# Written request:
Please revise the data below, replacing "instance" with "occurrence" and leaving everything else unchanged.

# The input:
-- BEGIN --

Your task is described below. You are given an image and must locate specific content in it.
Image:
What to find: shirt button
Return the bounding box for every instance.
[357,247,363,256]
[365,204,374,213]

-- END --

# Response for this exercise:
Your task is described below. You are given an image and must locate specific content in it.
Image:
What to find: shirt button
Return the bounding box for every occurrence.
[357,247,363,256]
[365,204,374,213]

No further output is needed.